Exercise material
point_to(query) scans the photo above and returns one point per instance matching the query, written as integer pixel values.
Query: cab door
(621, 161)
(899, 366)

...

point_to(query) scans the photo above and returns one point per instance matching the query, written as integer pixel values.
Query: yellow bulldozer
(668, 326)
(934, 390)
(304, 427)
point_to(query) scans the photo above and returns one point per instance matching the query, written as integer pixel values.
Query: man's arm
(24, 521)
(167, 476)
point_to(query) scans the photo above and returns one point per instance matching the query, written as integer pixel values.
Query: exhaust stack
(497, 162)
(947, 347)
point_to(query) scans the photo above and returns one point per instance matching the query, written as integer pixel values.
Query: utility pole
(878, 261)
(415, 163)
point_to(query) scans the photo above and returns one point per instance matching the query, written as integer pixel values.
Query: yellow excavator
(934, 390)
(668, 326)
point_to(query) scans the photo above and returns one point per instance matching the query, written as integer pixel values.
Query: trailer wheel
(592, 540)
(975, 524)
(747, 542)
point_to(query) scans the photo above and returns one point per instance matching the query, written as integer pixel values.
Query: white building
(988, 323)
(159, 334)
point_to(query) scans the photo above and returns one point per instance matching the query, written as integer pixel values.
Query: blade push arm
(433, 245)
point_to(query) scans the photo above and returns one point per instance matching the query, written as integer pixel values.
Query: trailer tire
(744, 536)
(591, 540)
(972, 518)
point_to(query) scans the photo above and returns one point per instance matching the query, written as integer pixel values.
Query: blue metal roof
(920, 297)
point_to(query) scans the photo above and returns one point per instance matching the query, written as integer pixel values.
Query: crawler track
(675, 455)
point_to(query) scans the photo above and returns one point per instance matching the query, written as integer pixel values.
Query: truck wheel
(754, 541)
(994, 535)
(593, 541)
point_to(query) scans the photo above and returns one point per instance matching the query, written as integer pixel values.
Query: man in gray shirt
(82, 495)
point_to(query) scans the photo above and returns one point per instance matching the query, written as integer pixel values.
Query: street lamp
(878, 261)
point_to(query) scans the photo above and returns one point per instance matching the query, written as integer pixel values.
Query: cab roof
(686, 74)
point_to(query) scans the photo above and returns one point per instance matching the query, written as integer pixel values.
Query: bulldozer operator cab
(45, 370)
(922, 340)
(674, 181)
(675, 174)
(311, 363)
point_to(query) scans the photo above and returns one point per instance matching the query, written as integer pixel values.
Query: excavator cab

Exercise goal
Return a word-for-word copy of the lines above from the one holding "Query: cab roof" through the one holding "Query: excavator cab", with both of them included and nothing besides.

Worked solution
Query: cab roof
(686, 74)
point_to(query) scans the photo above and returns one point per instance matching the query, written as integer pixel values.
Query: bulldozer operator cab
(45, 370)
(922, 340)
(674, 181)
(675, 174)
(311, 363)
point_to(query) scans the photo above and returns one point per instance matching the query, written as integer pixel values.
Query: excavator cab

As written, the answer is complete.